**Excerpted passage**:
----

Property for each oligonucleotide set created for the custom mouse array
| ArrayOligoSelector | CommOligo | Mprime | OligoArray | OligoFacktory | OligoPicker | OligoWiz | PICKY | ROSO | YODA | |
|---|---|---|---|---|---|---|---|---|---|---|
| Probe number | 1421 | 1392 | 1299 | 1383 | 580 | 1256 | 1421 | 1042 | 1163 | 1420 |
| Probe size | 50.0 ± 0 | 50.0 ± 0 | 50.0 ± 0 | 50.2 ± 0.46 | 51.5 ± 0.74 | 50.0 ± 0 | 49.9 ± 3.71 | 51.0 ± 0.84 | 50.0 ± 0 | 50.0 ± 0 |
| Specificity (%) | 94.23 | 81.82 | 78.06 | 82.21 | 80.34 | 98.89 | 83.11 | 98.46 | 78.59 | 81.83 |
Mean and standard deviation for probe size. Specificity is calculated counting the number of unique hits found with an identity ≥75% all along the probe.

----

**Data under study**:
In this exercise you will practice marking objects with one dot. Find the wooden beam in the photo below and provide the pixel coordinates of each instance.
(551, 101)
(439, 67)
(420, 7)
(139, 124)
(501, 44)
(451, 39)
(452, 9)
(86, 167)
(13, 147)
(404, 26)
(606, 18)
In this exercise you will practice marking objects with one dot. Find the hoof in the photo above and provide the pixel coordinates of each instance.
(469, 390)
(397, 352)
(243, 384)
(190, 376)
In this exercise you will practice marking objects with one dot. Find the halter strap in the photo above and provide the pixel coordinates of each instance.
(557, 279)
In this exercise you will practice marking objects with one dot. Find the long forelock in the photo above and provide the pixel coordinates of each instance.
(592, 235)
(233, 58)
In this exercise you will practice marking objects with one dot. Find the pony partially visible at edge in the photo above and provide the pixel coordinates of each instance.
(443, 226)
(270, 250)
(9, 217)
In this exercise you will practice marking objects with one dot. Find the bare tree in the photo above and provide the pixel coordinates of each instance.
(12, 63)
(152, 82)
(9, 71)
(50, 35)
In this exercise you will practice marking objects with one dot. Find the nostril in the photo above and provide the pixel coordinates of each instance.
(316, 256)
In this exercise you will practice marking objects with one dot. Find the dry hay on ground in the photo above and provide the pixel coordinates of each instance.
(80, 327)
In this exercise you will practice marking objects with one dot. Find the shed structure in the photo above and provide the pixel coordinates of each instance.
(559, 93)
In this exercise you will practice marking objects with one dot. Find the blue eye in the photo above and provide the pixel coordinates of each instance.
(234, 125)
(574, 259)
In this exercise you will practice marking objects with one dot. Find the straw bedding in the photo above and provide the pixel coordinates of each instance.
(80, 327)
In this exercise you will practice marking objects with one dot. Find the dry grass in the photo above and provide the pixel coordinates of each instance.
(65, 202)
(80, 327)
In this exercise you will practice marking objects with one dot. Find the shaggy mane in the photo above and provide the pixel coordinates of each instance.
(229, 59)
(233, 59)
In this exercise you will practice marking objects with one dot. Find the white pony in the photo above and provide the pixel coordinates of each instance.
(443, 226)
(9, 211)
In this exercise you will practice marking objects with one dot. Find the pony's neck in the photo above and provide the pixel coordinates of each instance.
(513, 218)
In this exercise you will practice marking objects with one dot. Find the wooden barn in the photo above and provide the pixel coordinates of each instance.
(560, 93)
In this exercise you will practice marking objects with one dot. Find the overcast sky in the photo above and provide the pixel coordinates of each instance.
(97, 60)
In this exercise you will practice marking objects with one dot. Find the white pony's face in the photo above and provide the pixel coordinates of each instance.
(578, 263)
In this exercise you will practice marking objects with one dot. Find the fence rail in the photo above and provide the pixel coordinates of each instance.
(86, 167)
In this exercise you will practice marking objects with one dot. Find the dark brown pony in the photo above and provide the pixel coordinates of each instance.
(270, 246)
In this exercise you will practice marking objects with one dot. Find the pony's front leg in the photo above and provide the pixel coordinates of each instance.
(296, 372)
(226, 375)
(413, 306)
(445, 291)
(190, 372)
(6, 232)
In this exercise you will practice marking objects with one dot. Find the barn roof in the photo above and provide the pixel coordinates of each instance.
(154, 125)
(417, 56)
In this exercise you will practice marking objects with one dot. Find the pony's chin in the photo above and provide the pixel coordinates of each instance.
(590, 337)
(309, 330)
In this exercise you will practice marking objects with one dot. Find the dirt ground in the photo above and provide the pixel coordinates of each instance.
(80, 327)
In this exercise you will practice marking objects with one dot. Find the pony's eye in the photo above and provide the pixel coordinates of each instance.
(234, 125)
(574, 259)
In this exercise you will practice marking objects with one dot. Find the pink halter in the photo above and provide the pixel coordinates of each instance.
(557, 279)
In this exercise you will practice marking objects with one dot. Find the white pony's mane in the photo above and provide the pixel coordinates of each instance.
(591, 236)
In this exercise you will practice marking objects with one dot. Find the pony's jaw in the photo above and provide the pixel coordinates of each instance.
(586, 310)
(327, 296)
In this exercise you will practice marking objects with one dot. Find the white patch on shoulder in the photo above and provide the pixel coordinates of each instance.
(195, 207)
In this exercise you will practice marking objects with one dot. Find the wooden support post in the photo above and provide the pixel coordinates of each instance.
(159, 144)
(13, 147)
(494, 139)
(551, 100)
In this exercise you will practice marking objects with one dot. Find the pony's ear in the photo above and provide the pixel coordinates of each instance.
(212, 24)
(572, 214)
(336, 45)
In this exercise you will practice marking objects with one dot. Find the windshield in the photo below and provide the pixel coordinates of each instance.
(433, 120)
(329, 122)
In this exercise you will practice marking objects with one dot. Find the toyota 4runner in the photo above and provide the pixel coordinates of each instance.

----

**Your tasks**:
[1] According to the oligonucleotide table, what identity threshold must a hit meet to count toward specificity?
[2] Reproduce the oligonucleotide table's text between "Property for each" and "along the probe.", inclusive.
[3] Which programs in the oligonucleotide table have a probe size listed as 50.0 ± 0?
The entries come from a source separate from the oligonucleotide table.

**Completed exercise**:
[1] A hit must have an identity of at least 75% all along the probe.

[2]
Property for each oligonucleotide set created for the custom mouse array
| ArrayOligoSelector | CommOligo | Mprime | OligoArray | OligoFacktory | OligoPicker | OligoWiz | PICKY | ROSO | YODA | |
|---|---|---|---|---|---|---|---|---|---|---|
| Probe number | 1421 | 1392 | 1299 | 1383 | 580 | 1256 | 1421 | 1042 | 1163 | 1420 |
| Probe size | 50.0 ± 0 | 50.0 ± 0 | 50.0 ± 0 | 50.2 ± 0.46 | 51.5 ± 0.74 | 50.0 ± 0 | 49.9 ± 3.71 | 51.0 ± 0.84 | 50.0 ± 0 | 50.0 ± 0 |
| Specificity (%) | 94.23 | 81.82 | 78.06 | 82.21 | 80.34 | 98.89 | 83.11 | 98.46 | 78.59 | 81.83 |
Mean and standard deviation for probe size. Specificity is calculated counting the number of unique hits found with an identity ≥75% all along the probe.

[3] ArrayOligoSelector, CommOligo, Mprime, OligoPicker, ROSO, YODA